**Job**
Make an exact copy of all the entries, but do not reproduce the pictures.
[BEGIN]
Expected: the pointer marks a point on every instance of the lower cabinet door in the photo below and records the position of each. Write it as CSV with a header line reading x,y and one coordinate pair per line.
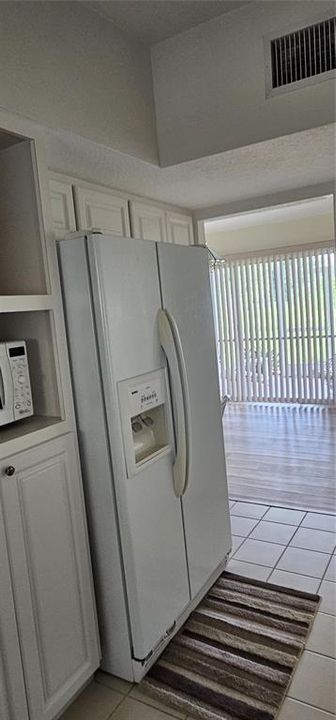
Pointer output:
x,y
50,569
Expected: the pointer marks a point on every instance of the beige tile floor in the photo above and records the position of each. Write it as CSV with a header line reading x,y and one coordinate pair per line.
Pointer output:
x,y
288,547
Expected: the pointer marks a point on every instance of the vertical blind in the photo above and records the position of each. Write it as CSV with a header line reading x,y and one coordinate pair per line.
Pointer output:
x,y
275,326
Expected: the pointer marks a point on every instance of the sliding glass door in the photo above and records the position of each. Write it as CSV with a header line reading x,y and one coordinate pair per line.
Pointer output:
x,y
275,321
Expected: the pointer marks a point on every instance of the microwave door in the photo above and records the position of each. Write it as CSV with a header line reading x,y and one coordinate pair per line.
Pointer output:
x,y
6,389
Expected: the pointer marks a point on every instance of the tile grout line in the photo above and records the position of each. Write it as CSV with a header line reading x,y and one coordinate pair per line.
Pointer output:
x,y
285,507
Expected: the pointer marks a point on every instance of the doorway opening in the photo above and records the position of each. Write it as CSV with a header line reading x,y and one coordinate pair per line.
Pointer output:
x,y
273,287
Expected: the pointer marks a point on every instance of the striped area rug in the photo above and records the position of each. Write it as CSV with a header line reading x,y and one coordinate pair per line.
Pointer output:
x,y
235,656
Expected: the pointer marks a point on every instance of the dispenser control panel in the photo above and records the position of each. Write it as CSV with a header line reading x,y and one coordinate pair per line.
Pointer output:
x,y
146,396
146,419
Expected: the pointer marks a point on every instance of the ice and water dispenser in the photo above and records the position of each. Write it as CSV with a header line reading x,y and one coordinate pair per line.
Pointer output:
x,y
145,415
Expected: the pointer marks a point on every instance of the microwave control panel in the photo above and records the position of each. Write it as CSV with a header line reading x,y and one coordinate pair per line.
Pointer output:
x,y
22,401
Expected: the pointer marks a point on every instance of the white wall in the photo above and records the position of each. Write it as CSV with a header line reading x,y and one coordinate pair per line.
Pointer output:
x,y
66,67
209,83
301,224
[END]
**Exercise result**
Expected: the pointer marks a point on every instance of the lower cabinet door in the photo below and records the position of each. Write it as CSV with a header line reading x,y and one coordinate pair per line.
Pointer output:
x,y
50,569
Expected: the pointer marks a point on every instance of the beige tile floor in the photo above and records the position of each. Write it as CSV with a header line reading x,y and one coordinate pair per line.
Pointer output:
x,y
288,547
Expected: the pointer marks a point on every instance of the vertical blind in the photo above and records the position of each. Write it as CSV with a header line reading x,y and one coordinate pair per line.
Pointer output:
x,y
275,326
Expected: the pointer marks a point on every instance of the sliding glass door in the photo above and records the position of each. Write it as CSV with a header line reading x,y and one coordinate pair per line.
Pointer output:
x,y
275,321
Expected: the pointer marks a point on every instance of the microwave door in the photo above and records the position of each. Write it as CSV with a header line reading x,y and one coordinate pair per line.
Pointer output:
x,y
6,389
Expected: the pointer marks a point on every instance of the tile grout line in the photo above and records the position of each. Write it as CSV with a header line reading x,y and one coordinate pair per line.
Pointer output:
x,y
285,507
Expected: the pointer marks a point on every instance of the doorway opening in the photo above and records the position of each. Write it as CSV with a header line reading x,y and one coordinate pair per line.
Pointer output:
x,y
273,287
Expected: the pointer marks a point on every instance of the striped area rug in the photo above and records the position of each. Write it as CSV with a header line reading x,y and one coordinate pair per line.
Pointer output:
x,y
235,656
Expected: the pointer marks a point on every instance of the dispenser control panel in the photo above and records the position of each. Write it as CSV with a header line reading x,y and one coordinate pair per line.
Pointer output:
x,y
146,396
146,419
Expected: the pointer marks a point on every instance of the ice and water dispenser in the photo above and records the position of each. Write it as CSV with a header line reading x,y and one coordinate pair per line.
Pointer output:
x,y
145,415
Expected: the pointer marks a point on every instance of the microwave control panel in the photo above and records the position of each. Write it as CSV with a header line reading x,y and one coordinate pair per line.
Pointer output:
x,y
22,401
Expected: the pointer marks a point on every instance of the white wall in the photo above and records the position of each. Write it as CSV with a header line reading x,y and one coordinate pair per line.
Pointer output:
x,y
66,67
209,83
301,224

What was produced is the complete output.